• _Given exercise 1_: In the passage on California reading policy, what did the NICHD Houston research help justify purchasing?

• _Document excerpt_:

Despite its flaws, the NICHD Houston
research was used to justify policy and legislation that excluded contemporary approaches
to reading instruction and favored the purchase of Open Court,
especially in schools serving poor families (Coles, 2000; Taylor, 1998; Taylor,
Anderson, Au and Raphael, 2000).
How did this flawed research come to effect
instructional policy in California? First, it was presented to policy makers
during a time when the print media was repeatedly portraying California’s
reading / language arts framework in place from 1990-1995 as a failure.
California’s relatively low scores on the 1992 and 1994 NAEP reading assessment
were blamed on California’s reading / language arts framework in place at the
time—a framework virtually the same as those of the states with the highest
scores on the same NAEP reading assessments.
Second,
it was widely reported in the press. One typical newspaper article entitled: Study:
Phonics is the best way of learning to read quoted Foorman as saying “We
discovered that (phonics) children were 6.03 times as likely to be reading more
than one word at the end of the year than whole-language children” (Oakland
Tribune, 1997, p. A5). One of McGraw Hill’s divisions is a media division
with the capability of putting messages on the news wire services.
Third, other researchers were not allowed to
review the research, despite repeated requests, until after it had been used to
justify legislation (Coles, 2000; Taylor, 1998; Taylor, et al., 2000).

• _Task input_:
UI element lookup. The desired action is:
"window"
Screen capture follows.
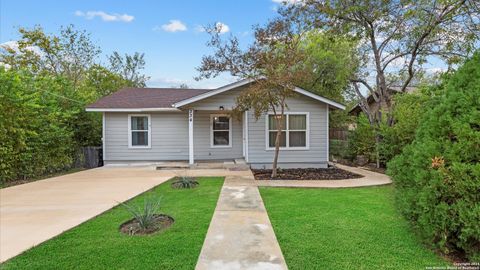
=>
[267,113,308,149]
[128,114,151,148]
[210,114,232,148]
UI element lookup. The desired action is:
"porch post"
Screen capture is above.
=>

• _Given exercise 2_: Copy out all of the rows above word for word, omitting the pictures.

• _Full response 1_: Open Court

• _Full response 2_:
UI element lookup. The desired action is:
"window"
Screen capture follows.
=>
[267,113,308,149]
[128,114,151,148]
[210,114,232,148]
UI element lookup. The desired action is:
"porch post"
Screen capture is above.
=>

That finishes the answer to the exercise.